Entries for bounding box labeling

────────────────────

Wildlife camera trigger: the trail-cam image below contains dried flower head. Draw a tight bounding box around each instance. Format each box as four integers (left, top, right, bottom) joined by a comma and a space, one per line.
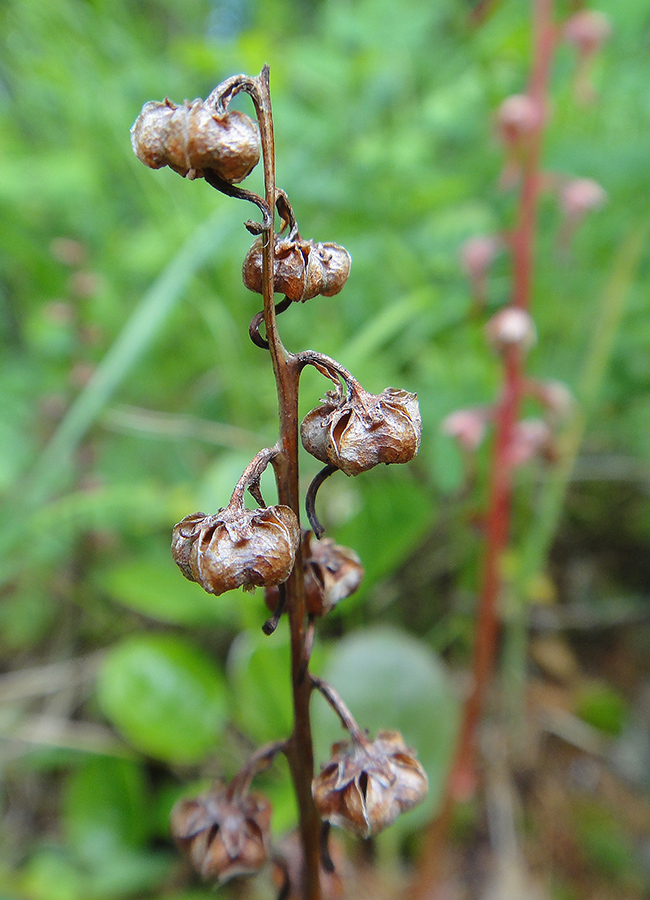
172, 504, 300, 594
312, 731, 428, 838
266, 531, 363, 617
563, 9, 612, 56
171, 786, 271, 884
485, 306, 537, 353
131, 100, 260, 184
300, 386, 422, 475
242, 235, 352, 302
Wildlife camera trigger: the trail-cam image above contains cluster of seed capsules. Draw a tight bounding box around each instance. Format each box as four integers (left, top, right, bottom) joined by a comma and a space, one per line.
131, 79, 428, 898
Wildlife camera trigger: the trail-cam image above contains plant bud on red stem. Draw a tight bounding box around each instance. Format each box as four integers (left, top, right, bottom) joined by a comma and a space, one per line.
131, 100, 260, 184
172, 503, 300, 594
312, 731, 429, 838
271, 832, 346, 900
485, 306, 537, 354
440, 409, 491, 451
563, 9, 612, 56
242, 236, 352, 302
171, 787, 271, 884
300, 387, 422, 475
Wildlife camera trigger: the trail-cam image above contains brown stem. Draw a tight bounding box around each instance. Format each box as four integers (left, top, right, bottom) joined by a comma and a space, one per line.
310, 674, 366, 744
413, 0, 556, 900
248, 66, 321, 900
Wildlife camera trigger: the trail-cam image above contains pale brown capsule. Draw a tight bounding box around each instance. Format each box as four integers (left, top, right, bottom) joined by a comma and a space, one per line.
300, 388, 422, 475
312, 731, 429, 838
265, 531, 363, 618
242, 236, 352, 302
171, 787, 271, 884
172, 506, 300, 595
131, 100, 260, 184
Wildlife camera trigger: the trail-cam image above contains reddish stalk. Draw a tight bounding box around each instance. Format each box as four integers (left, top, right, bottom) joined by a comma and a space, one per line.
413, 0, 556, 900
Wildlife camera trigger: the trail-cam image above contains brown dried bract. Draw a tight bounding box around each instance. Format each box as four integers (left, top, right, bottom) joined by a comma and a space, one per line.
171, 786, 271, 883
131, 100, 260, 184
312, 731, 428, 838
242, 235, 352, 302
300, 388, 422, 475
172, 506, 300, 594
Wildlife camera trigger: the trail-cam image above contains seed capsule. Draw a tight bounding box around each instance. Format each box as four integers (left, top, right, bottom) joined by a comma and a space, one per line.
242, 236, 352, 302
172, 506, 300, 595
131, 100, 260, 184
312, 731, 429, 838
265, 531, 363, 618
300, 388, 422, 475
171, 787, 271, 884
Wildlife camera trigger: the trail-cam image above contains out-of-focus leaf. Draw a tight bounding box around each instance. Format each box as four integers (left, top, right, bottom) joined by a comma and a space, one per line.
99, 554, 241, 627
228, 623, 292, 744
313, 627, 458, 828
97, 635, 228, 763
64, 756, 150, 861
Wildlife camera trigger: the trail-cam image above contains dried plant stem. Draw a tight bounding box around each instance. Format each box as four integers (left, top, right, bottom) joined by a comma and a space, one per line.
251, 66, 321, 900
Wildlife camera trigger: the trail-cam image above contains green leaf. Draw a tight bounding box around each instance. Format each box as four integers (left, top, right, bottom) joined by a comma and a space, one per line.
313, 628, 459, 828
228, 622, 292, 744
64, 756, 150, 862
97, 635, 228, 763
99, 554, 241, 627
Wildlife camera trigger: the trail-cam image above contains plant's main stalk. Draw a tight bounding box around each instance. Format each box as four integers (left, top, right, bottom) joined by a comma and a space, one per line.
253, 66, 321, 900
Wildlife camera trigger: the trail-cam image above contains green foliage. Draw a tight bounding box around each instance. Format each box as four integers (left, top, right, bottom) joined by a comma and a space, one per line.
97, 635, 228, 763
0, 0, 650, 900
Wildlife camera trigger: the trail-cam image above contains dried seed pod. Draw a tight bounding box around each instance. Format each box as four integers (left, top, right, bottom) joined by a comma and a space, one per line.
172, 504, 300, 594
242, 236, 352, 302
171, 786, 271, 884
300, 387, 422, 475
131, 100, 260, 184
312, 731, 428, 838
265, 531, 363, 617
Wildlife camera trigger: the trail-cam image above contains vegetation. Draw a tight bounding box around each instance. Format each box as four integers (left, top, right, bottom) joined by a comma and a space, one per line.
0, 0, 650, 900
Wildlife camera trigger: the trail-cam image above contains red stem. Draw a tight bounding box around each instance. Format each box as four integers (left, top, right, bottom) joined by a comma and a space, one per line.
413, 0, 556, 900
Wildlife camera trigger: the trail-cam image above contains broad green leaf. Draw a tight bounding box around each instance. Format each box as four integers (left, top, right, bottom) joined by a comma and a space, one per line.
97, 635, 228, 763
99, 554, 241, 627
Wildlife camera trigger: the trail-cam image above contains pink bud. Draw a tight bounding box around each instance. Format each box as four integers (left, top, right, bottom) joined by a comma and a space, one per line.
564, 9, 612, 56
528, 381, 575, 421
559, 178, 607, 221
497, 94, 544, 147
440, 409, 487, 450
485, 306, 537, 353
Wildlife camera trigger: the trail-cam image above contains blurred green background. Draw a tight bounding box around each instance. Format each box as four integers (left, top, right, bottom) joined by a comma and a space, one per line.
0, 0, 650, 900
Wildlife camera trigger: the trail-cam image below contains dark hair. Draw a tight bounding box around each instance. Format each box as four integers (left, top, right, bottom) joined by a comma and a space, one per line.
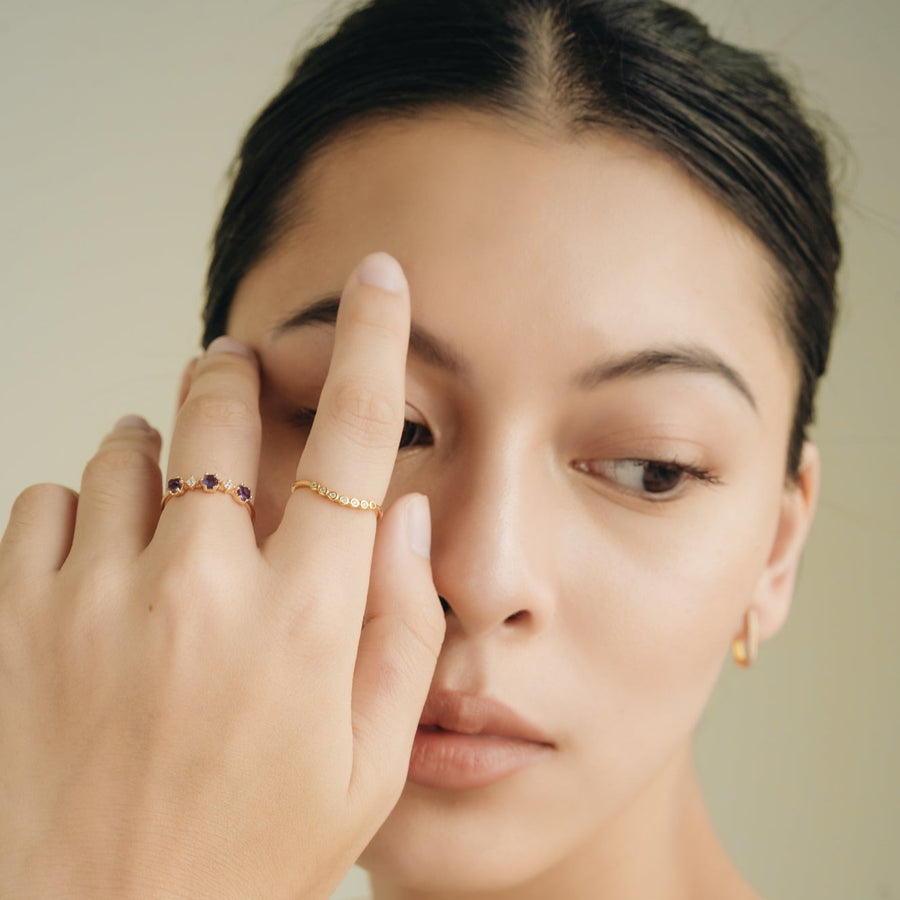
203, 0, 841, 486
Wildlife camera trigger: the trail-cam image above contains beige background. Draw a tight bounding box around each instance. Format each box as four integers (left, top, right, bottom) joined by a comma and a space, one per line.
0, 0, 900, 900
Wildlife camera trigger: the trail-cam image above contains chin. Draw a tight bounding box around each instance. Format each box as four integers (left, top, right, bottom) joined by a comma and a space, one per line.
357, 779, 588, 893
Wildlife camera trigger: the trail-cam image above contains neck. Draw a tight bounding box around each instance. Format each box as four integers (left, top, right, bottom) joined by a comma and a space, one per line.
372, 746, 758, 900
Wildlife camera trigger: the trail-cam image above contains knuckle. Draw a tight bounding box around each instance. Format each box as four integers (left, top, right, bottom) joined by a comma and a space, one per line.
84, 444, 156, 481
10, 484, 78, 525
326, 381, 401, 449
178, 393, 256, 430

────────────────────

**Given task**:
Convert every line of the material into a Markdown table with the columns Row and Line, numbering rows in order and skipping blank lines. Leave the images out of the table.

**Full answer**:
| Row | Line |
|---|---|
| 1 | Wildlife camera trigger: the trail-cam image below contains dried flower head. Draw a tight bounding box around each instance. Format each box as four integers (left, top, right, bottom) joined by a comma and a space, one per line. |
| 2 | 172, 504, 300, 594 |
| 3 | 312, 731, 428, 838 |
| 4 | 266, 531, 363, 617 |
| 5 | 563, 9, 612, 56 |
| 6 | 171, 786, 271, 884 |
| 7 | 485, 306, 537, 353 |
| 8 | 131, 100, 260, 184 |
| 9 | 300, 386, 422, 475 |
| 10 | 242, 235, 352, 302 |
| 11 | Wildlife camera trigger: the trail-cam image above contains cluster of seed capsules. Draw a tight bounding box around each instance. Format each box as four integers (left, top, right, bottom) joined by a comma and a space, one per line. |
| 12 | 131, 79, 428, 898 |
| 13 | Wildlife camera trigger: the trail-cam image above contains plant bud on red stem. Draw a tight bounding box around each instance. Format each box as four integers (left, top, right, bottom) joined by a comma and a space, one per line. |
| 14 | 131, 100, 260, 184 |
| 15 | 172, 503, 300, 594 |
| 16 | 312, 731, 429, 838 |
| 17 | 271, 832, 346, 900 |
| 18 | 485, 306, 537, 354 |
| 19 | 440, 409, 491, 451 |
| 20 | 563, 9, 612, 56 |
| 21 | 242, 236, 352, 302 |
| 22 | 171, 787, 271, 884 |
| 23 | 300, 387, 422, 475 |
| 24 | Wildlife camera trigger: the trail-cam image above contains brown stem. Draw a tight bounding box around each instance. Format each box as four integers (left, top, right, bottom) joined by a comma and a space, one per line. |
| 25 | 310, 674, 366, 744 |
| 26 | 413, 0, 556, 900 |
| 27 | 248, 66, 321, 900 |
| 28 | Wildlife camera trigger: the trail-cam image above contains pale brown capsule. Draw a tight bounding box around each instance. Format each box as four integers (left, top, right, bottom) joined by a comma and a space, one per line. |
| 29 | 300, 388, 422, 475 |
| 30 | 312, 731, 429, 838 |
| 31 | 265, 531, 363, 618 |
| 32 | 242, 236, 352, 302 |
| 33 | 171, 787, 271, 884 |
| 34 | 172, 506, 300, 595 |
| 35 | 131, 100, 260, 184 |
| 36 | Wildlife camera trigger: the trail-cam image above contains reddish stalk. Draw a tight bounding box around each instance. Format each box as four integers (left, top, right, bottom) joined by a comma and a space, one per line. |
| 37 | 413, 0, 556, 900 |
| 38 | Wildlife camera trigger: the trail-cam image above contains brown dried bract. Draw a tight bounding box around each instance. Format each box as four integers (left, top, right, bottom) joined by a comma and a space, one per line. |
| 39 | 171, 786, 271, 883 |
| 40 | 131, 100, 260, 184 |
| 41 | 312, 731, 428, 838 |
| 42 | 242, 235, 352, 302 |
| 43 | 300, 388, 422, 475 |
| 44 | 172, 506, 300, 594 |
| 45 | Wildlife camera trigger: the trail-cam image above contains seed capsule. Draw a tight bounding box around each instance. Format each box as four integers (left, top, right, bottom) joined by a comma and a space, one per line. |
| 46 | 242, 236, 352, 302 |
| 47 | 172, 506, 300, 595 |
| 48 | 131, 100, 260, 184 |
| 49 | 312, 731, 429, 838 |
| 50 | 265, 531, 363, 618 |
| 51 | 300, 388, 422, 475 |
| 52 | 171, 787, 271, 884 |
| 53 | Wildlife camera trigger: the trail-cam image above contains out-of-focus leaf. Draw a tight bounding box around each instance. Format each box as four integers (left, top, right, bottom) joined by a comma and a space, one per line. |
| 54 | 99, 554, 241, 627 |
| 55 | 228, 623, 292, 744 |
| 56 | 313, 627, 458, 828 |
| 57 | 97, 635, 228, 763 |
| 58 | 64, 756, 150, 861 |
| 59 | Wildlife camera trigger: the trail-cam image above contains dried plant stem. Draw a tight bounding box around each instance. Format each box as four integers (left, top, right, bottom) joined by a comma and a space, one per line. |
| 60 | 251, 66, 321, 900 |
| 61 | Wildlife camera trigger: the trail-cam image above contains green leaf. Draw a tight bounding box around each instance. Format each box as four integers (left, top, right, bottom) joined by a comma and a space, one per line. |
| 62 | 313, 628, 459, 828 |
| 63 | 228, 622, 292, 744 |
| 64 | 64, 756, 150, 862 |
| 65 | 97, 635, 228, 763 |
| 66 | 99, 554, 241, 627 |
| 67 | Wildlife camera trigger: the trail-cam image above contains plant's main stalk. Draw a tight bounding box around each instance. Format each box as four integers (left, top, right, bottom) joined by a comma and a space, one per line. |
| 68 | 253, 66, 321, 900 |
| 69 | Wildlife camera trigger: the trail-cam image above contains green foliage. Draw a tight bounding box around each instance. Format each box as four integers (left, top, right, bottom) joined by a comma and a space, one per line. |
| 70 | 97, 635, 228, 763 |
| 71 | 0, 0, 650, 900 |
| 72 | Wildlife camera trigger: the trail-cam image above contains dried seed pod. Draw a tight bounding box around each instance. Format each box as four integers (left, top, right, bottom) joined by a comma and a space, one per line. |
| 73 | 172, 504, 300, 594 |
| 74 | 242, 236, 352, 302 |
| 75 | 171, 786, 271, 884 |
| 76 | 300, 387, 422, 475 |
| 77 | 131, 100, 260, 184 |
| 78 | 312, 731, 428, 838 |
| 79 | 265, 531, 363, 617 |
| 80 | Wildlife camera trigger: the trail-cam image above contains vegetation. Draw a tight bounding box around each instance. Format each box as four integers (left, top, right, bottom) joined by a comma and a space, one per line. |
| 81 | 0, 0, 650, 900 |
| 82 | Wildlife camera trigger: the trail-cam image above contains red stem. Draw a tight bounding box around each instance. Format each box as four integers (left, top, right, bottom) joined by a comma and a space, one per line. |
| 83 | 413, 0, 556, 900 |
| 84 | Wildlife camera trigger: the trail-cam image above contains broad green leaf. Draw a tight bounding box around each instance. Format each box as four integers (left, top, right, bottom) joined by a comma and a space, one per line. |
| 85 | 97, 635, 228, 763 |
| 86 | 99, 554, 241, 627 |
| 87 | Wildlife camera trigger: the trail-cam image above contains pink bud. Draw a tight bounding box around each instance. Format each box as four integers (left, top, right, bottom) joined by a comma and a space, one per line. |
| 88 | 564, 9, 612, 56 |
| 89 | 528, 381, 575, 421 |
| 90 | 559, 178, 607, 221 |
| 91 | 497, 94, 544, 147 |
| 92 | 440, 409, 487, 450 |
| 93 | 485, 306, 537, 353 |
| 94 | Wildlife camera trigger: the trail-cam image above contains blurred green background. Draw a tight bounding box around each instance. Format each box as four integers (left, top, right, bottom) joined by a comma and a space, one per line. |
| 95 | 0, 0, 650, 900 |
| 96 | Wildlife camera trigger: the trail-cam image below contains dark hair. Draw a tight bounding box around each instance. Format each box as four integers (left, top, right, bottom) joined by a comma and a space, one per line. |
| 97 | 203, 0, 841, 486 |
| 98 | Wildlife camera trigger: the trail-cam image above contains beige background. Draw a tight bounding box around each instance. Format each box as four integers (left, top, right, bottom) joined by a comma and a space, one per line. |
| 99 | 0, 0, 900, 900 |
| 100 | Wildlife camera trigger: the trail-cam image above contains chin. Draw a tight bounding box around each instance. Format each box as four integers (left, top, right, bottom) joined by a comma and a space, one per line. |
| 101 | 357, 779, 588, 893 |
| 102 | Wildlife camera trigger: the trail-cam image above contains neck. Draw a tight bounding box around each instance. Format each box as four integers (left, top, right, bottom) joined by a comma and a space, one per line. |
| 103 | 372, 746, 758, 900 |
| 104 | Wildlife camera trigger: the trail-cam image above contains knuckle. Draw a tight bounding box around each instance. Format each box as four integers (left, top, right, bottom) joined by a comma and a space, one per line. |
| 105 | 84, 444, 156, 481 |
| 106 | 10, 484, 78, 525 |
| 107 | 326, 381, 401, 449 |
| 108 | 178, 393, 256, 430 |